Nelson City Council’s Committee of the Whole meeting on March 17 contained several presentations that each will warrant full stories in The Nelson Daily in the coming days. The following is a summary of the proceedings of the meeting.

Committee of the Whole meetings are held monthly and their purpose is for council to hear presentations from community groups, individuals, or their own staff. Council does not make decisions at these meetings but often refers the content of the presentations to the city manager for further work and possible decisions at a later regular council meeting.

Hydro tree trimming and pruning

Doug Pickard of Nelson Hydro reported to council that Hydro will be conducting a vegetation management program (trimming and pruning) in the coming year to a specific set of industry standards as outlined in the attached presentation. The standards are about clearance distance between trees and other vegetation required for various types of power lines.

Pickard says the pruning and trimming will be more drastic than has ever been done in Nelson in a single year, and there was some discussion around the council table about how to communicate this sensitively to the public and how to handle complaint calls.

Activities:
1) From the Nelson council meeting summary, copy the passage that begins at the words "Hydro tree trimming" and ends after the words "handle complaint calls.".
2) According to the Nelson council meeting summary, how often are Committee of the Whole meetings held?
3) Carry on the Nelson council meeting summary from its last sentence.

Data:

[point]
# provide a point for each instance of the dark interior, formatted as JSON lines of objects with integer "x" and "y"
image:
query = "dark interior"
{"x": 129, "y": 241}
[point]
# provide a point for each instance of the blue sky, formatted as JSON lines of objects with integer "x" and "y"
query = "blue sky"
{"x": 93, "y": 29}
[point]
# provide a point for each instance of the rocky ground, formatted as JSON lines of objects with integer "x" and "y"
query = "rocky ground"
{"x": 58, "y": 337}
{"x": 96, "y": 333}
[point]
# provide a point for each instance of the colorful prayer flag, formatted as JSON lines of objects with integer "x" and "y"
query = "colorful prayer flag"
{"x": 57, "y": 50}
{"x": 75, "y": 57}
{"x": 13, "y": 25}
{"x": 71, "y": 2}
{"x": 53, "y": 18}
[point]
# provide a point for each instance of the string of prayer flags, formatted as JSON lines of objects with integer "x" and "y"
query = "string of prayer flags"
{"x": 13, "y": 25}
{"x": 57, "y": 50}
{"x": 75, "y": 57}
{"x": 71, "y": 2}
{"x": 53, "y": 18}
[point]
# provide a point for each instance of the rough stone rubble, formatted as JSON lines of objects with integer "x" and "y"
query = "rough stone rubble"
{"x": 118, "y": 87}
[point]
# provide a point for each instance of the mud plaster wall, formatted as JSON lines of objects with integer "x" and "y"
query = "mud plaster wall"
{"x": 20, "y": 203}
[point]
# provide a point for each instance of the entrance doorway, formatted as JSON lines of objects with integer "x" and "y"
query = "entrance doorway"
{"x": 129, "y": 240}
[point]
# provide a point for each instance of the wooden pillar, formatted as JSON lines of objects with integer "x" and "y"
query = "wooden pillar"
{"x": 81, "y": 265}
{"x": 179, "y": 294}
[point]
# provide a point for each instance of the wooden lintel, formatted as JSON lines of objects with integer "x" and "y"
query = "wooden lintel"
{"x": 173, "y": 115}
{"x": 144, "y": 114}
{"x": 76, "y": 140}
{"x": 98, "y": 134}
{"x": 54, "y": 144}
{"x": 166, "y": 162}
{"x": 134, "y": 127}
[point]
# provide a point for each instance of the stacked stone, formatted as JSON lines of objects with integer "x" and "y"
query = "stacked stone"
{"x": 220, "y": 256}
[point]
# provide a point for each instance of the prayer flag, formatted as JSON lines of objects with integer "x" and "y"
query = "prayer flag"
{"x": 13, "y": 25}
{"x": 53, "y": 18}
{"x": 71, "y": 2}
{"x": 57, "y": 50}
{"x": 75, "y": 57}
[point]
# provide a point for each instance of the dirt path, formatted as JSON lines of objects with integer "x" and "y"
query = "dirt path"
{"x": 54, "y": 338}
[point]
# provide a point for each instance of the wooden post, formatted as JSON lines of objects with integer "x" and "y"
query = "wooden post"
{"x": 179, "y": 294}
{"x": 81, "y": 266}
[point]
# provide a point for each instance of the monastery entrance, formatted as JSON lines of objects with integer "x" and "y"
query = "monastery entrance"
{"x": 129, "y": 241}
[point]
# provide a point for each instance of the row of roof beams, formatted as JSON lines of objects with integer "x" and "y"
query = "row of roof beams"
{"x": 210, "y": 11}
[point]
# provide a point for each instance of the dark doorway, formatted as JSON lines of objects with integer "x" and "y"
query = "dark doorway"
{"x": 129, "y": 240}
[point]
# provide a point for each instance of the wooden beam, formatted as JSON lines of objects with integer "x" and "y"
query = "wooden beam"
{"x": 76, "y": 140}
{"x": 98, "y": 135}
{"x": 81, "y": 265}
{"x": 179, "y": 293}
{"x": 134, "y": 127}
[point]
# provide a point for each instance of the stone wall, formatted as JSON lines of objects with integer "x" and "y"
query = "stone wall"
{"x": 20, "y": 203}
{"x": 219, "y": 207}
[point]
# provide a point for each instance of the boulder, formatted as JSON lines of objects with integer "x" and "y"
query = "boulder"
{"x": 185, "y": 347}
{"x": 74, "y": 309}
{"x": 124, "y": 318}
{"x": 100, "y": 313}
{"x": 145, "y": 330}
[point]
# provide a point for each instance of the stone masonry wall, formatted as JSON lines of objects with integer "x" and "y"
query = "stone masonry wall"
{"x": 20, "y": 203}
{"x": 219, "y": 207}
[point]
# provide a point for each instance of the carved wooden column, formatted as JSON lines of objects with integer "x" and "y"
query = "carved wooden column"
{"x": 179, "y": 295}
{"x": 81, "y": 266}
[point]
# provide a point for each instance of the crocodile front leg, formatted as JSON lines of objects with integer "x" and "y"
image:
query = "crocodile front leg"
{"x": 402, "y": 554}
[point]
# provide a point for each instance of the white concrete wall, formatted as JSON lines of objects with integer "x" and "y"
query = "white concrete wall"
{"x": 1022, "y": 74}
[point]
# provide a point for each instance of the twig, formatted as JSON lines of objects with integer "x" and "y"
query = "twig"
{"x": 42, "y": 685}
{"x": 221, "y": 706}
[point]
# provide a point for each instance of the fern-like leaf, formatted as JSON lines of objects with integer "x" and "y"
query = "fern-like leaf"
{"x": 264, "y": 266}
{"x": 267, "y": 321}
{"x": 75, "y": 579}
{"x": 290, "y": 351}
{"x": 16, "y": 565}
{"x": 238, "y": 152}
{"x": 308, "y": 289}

...

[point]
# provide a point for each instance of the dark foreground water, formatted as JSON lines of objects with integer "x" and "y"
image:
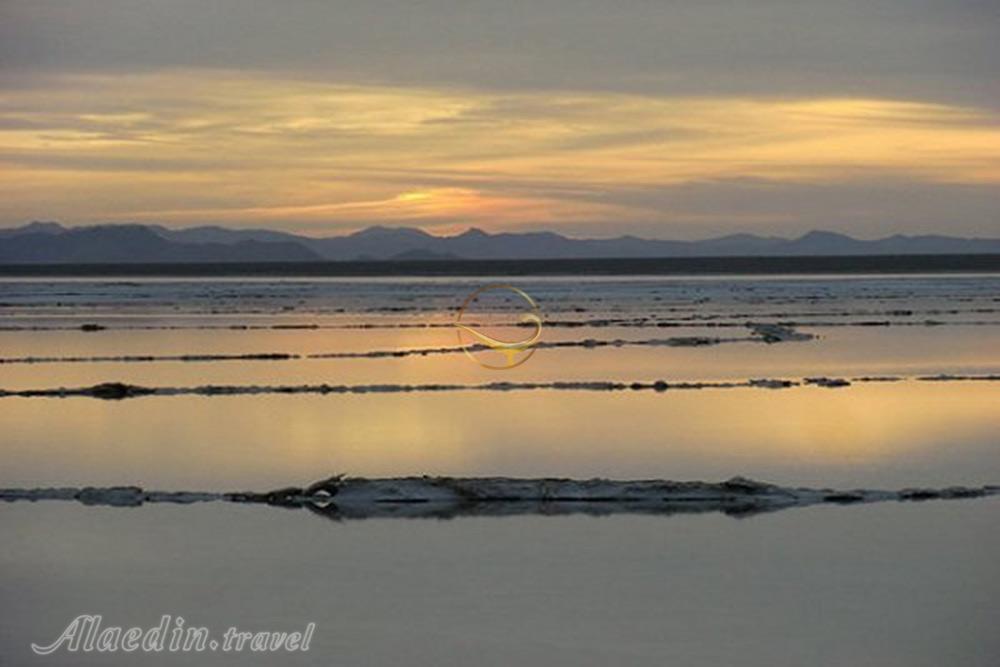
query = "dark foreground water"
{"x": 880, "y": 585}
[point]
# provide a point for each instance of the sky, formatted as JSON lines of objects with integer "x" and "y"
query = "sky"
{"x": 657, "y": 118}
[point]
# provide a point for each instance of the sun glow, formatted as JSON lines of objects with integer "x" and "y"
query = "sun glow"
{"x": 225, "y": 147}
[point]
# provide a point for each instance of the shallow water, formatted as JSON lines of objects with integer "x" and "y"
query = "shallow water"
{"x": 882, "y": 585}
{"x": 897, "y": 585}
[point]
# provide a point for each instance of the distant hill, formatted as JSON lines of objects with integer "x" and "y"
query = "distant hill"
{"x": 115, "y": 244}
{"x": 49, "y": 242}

Solved tasks:
1)
Hydro tree trimming and pruning

Doug Pickard of Nelson Hydro reported to council that Hydro will be conducting a vegetation management program (trimming and pruning) in the coming year to a specific set of industry standards as outlined in the attached presentation. The standards are about clearance distance between trees and other vegetation required for various types of power lines.

Pickard says the pruning and trimming will be more drastic than has ever been done in Nelson in a single year, and there was some discussion around the council table about how to communicate this sensitively to the public and how to handle complaint calls.

2) Monthly.

3)
The Nelson Daily will run a more detailed story on this in the coming week.

Changes to 911 response procedure

Mike Daloise (Assistant Fire Chief) and Fire Fighter Mark Thibault of the Nelson Fire Department talked to council about recent changes to the BC Emergency Health Services (BCEHS) Resource Allocation Plan.

The changes to the plan would result in a reduction in the number of 911 calls that trigger a response with advanced life support, and a 29% decrease in Code 3  (“lights and sirens”) responses, all apparently for cost savings and traffic safety.

Thibault and Daloise said the changes will compromise public safety.

They said there is already a great degree of confusion in Nelson with regard to the roles of the fire hall and the ambulance service in response to 911 calls, and they said the new plan will make that worse.

They asked council to raise this issue at the upcoming annual meeting of the Association of Kootenay Boundary Local Governments. Council agreed to do this during a short regular meeting that was held following the Committee of the Whole.

The fire department’s written presentation to council is attached below. The Nelson Daily will run a more detailed story on this in the coming week.

Medical Marijuana

Police chief Wayne Holland spoke with council about new federal regulations on medical marijuana that will come into effect on April 1. Under those regulations, marijuana will be treated like a medicine, a doctor and patient will decide whether marijuana will be prescribed and in what amount, the marijuana may only be obtained from a licenced supplier, the patient may only possess a maximum of 150 grams at any given time and must have proof of lawful entitlement, and there are many rules around being approved as a supplier.

Chief Holland explained that there is likely to be some confusion after April 1 and he said his department will be taking a cautious approach.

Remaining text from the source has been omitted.